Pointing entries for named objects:
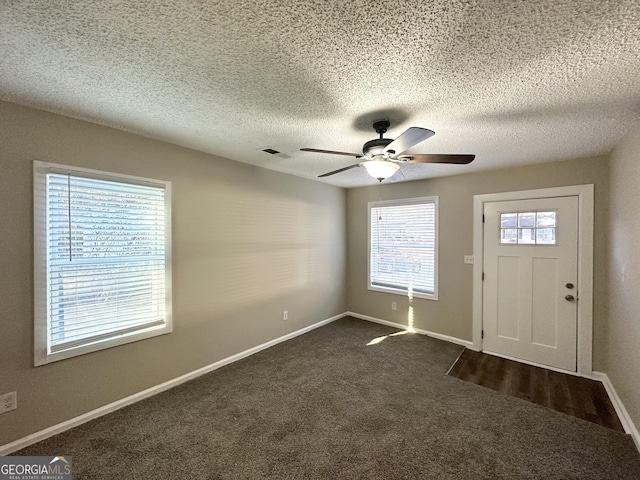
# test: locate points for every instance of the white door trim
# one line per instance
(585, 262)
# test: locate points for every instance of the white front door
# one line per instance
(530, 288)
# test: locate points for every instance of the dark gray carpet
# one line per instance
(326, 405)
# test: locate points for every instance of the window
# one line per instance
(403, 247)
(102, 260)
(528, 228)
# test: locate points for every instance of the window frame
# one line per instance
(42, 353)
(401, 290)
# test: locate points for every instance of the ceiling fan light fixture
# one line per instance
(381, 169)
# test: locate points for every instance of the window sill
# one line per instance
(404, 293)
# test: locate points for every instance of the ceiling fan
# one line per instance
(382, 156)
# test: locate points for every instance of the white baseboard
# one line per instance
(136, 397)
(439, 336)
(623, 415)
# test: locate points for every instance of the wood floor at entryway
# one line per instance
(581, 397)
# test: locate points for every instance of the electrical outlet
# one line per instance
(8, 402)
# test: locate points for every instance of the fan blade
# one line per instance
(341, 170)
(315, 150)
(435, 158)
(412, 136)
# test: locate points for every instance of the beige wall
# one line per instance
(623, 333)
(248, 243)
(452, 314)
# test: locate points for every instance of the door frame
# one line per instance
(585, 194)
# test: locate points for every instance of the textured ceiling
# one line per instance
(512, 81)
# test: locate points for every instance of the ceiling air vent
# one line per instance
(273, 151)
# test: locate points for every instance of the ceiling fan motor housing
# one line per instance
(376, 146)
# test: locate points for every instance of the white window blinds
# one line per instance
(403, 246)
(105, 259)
* * *
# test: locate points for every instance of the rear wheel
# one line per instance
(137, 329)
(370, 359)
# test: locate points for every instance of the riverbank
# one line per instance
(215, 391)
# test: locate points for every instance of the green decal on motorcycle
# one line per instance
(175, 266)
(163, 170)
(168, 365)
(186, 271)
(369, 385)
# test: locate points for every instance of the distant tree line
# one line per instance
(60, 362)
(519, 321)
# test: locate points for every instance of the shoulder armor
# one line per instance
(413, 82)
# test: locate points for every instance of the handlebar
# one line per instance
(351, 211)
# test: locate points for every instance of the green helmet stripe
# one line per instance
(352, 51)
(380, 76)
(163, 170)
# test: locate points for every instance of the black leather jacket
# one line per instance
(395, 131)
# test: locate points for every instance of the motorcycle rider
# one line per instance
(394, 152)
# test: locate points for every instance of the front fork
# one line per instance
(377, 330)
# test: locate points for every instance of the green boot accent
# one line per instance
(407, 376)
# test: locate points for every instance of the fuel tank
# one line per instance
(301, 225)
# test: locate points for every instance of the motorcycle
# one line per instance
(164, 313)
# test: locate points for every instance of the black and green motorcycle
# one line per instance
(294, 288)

-- WHAT YOU WILL DO --
From the lines above, copy each line that contains the string "window". The match must be case-sensitive.

-- RESULT OF THIS TASK --
# test: locate points for every instance of the window
# test: locate points for every instance of the window frame
# test: locate points for every instance of the window sill
# test: locate points for every instance of the white window blinds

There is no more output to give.